> [Tugas] Menurut kutipan tentang Komunitas Lima Gunung, berapa besar patungan sukarela tiap keluarga di Dusun Keron untuk penyelenggaraan FLG?

Tayangan seni secara daring bukan hal mudah bagi para seniman KLG. Dalam pentas Rabu lalu saja, sejumlah penari tampak sibuk memastikan tempat agar gerakan mereka tidak mengganggu dan menyajikan performa tayangan terbaik di jagat maya. Tidak hanya itu, para jurnalis juga harus menahan diri agar tidak sembarangan melintas sehingga dapat mengganggu tangkapan layar dua kamerawan di sekitar pentas.
Tayangan daring juga tidak mudah dilakukan di sembarang tempat. Kondisi rumah para seniman yang tersebar di pelosok desa, kebanyakan di lereng-lereng gunung, sering kali mendatangkan persoalan klasik, susah sinyal.
Namun, bagi para seniman KLG, kendala apa pun sudah siap dihadapi. Riyadi, seniman KLG asal Kecamatan Pakis, mengatakan, perjalanan berkesenian Komunitas Lima Gunung telah melewati berbagai macam hambatan, termasuk bencana alam dan non-alam. Dalam setiap bencana, mereka tak sekadar beradaptasi, tetapi juga ikut berbagi.
Saat bencana tsunami Aceh tahun 2004 dan gempa di DIY 2006, misalnya, para seniman KLG tergerak pergi ke lokasi bencana dan menghibur para pengungsi. Semua aktivitas tersebut dilakukan spontan tanpa rancangan pentas yang muluk-muluk. Niat mereka hanya ingin meringankan beban para korban bencana.
Bencana alam di daerah sendiri juga tak menghambat para seniman menggelar acara rutin Festival Lima Gunung (FLG). FLG X tahun 2011, misalnya, tetap digelar di Dusun Keron, Desa Krogowanan, Kecamatan Sawangan. Padahal, kala itu, ekonomi masyarakat Dusun Keron masih belum pulih akibat dampak erupsi Gunung Merapi. Kampung mereka pun masih sibuk karena menampung banyak pengungsi, korban erupsi dari desa tetangga.
Para seniman KLG pun tergerak pergi ke lokasi bencana dan menghibur para pengungsi.
Namun, di tengah situasi sulit tersebut, warga masih sukarela patungan Rp 25.000 per keluarga untuk penyelenggaraan FLG. Kala itu, para ibu ringan tangan memberi suguhan bagi para tamu undangan.
Ismanto, seniman asal Kecamatan Dukun, yang ketika itu menjabat sebagai ketua KLG, mengatakan, di tengah kondisi sesulit apa pun aktivitas seni masih dapat berjalan. ”Selalu ada cara untuk seni dan selalu ada cara bagi kita untuk merasa bahagia,” ujarnya saat itu.

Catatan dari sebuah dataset
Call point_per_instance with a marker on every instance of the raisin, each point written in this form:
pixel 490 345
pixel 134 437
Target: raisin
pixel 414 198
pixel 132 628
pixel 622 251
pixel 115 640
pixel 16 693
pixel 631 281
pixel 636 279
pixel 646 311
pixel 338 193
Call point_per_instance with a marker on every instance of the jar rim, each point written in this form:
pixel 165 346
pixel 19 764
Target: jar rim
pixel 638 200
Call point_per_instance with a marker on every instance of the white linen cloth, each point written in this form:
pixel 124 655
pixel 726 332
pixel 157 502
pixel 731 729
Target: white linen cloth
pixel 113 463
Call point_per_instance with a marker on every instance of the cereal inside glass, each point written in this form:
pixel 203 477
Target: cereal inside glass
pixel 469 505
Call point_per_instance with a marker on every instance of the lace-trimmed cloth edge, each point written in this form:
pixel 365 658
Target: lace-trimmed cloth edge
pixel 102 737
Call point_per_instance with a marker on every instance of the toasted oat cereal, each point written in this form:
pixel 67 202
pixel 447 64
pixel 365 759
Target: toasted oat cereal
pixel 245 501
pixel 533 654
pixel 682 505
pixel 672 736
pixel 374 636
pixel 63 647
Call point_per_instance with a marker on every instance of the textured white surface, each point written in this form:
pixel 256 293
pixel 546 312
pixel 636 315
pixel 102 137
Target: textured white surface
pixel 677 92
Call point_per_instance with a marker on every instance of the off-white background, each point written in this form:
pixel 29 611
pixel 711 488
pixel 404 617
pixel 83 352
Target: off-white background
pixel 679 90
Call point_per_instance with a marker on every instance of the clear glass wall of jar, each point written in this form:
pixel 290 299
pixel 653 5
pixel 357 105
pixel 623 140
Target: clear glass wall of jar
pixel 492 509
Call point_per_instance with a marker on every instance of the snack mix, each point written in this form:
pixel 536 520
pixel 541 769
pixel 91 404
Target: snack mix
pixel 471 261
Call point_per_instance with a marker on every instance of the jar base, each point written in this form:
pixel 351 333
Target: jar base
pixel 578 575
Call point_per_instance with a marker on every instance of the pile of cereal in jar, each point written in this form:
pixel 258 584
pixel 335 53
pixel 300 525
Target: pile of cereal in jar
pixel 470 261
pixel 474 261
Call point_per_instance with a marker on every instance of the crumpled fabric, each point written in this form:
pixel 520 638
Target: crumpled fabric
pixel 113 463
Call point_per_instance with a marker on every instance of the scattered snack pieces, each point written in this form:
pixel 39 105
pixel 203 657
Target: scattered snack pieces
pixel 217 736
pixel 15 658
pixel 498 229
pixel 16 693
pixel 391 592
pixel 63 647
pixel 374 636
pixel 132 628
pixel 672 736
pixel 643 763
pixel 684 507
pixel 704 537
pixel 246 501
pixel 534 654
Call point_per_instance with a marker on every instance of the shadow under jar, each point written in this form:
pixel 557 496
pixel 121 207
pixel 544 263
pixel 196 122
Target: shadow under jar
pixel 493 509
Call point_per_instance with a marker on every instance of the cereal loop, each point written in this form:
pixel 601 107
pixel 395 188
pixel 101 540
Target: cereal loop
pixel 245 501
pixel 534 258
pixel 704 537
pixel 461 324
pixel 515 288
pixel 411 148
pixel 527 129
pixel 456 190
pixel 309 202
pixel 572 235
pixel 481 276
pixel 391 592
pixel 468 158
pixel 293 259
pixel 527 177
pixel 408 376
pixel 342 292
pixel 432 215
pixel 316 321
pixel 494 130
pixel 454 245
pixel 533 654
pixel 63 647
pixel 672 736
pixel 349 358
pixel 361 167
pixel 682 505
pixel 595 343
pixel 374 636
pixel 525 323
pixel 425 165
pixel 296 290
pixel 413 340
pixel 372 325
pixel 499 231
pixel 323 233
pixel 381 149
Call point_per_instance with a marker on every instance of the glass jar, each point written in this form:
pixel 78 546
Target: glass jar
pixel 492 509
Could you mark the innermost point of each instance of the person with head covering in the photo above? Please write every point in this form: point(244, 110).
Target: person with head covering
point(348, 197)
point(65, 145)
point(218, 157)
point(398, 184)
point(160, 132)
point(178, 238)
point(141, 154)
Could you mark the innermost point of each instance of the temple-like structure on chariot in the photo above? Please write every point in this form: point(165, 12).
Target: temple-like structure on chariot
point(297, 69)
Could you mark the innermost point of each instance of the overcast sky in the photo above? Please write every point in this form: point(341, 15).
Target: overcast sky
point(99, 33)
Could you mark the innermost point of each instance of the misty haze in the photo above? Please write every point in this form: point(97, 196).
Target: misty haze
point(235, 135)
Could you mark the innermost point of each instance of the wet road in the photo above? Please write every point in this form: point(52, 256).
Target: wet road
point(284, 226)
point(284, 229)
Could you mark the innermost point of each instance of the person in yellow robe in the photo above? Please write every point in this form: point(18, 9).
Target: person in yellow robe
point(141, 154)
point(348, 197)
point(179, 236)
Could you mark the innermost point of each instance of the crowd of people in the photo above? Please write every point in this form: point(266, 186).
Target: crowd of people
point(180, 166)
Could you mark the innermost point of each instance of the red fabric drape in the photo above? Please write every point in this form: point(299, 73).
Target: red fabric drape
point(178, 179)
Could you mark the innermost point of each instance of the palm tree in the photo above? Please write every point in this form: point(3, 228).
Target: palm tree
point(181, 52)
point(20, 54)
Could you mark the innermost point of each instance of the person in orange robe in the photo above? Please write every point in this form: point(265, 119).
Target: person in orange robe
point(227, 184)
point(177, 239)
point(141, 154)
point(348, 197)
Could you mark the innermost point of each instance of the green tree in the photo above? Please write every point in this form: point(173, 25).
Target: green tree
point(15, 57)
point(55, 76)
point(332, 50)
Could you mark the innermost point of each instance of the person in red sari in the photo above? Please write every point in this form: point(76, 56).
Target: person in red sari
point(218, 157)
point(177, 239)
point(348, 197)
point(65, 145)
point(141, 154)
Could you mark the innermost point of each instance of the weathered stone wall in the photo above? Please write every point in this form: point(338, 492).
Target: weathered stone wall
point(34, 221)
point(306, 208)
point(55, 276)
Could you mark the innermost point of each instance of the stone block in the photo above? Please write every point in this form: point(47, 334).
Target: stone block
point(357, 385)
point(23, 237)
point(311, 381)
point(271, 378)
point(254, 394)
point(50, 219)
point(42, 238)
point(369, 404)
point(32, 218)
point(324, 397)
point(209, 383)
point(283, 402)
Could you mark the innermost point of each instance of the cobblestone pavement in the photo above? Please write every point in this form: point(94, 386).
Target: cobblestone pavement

> [Jawaban] Rp 25.000 per keluarga.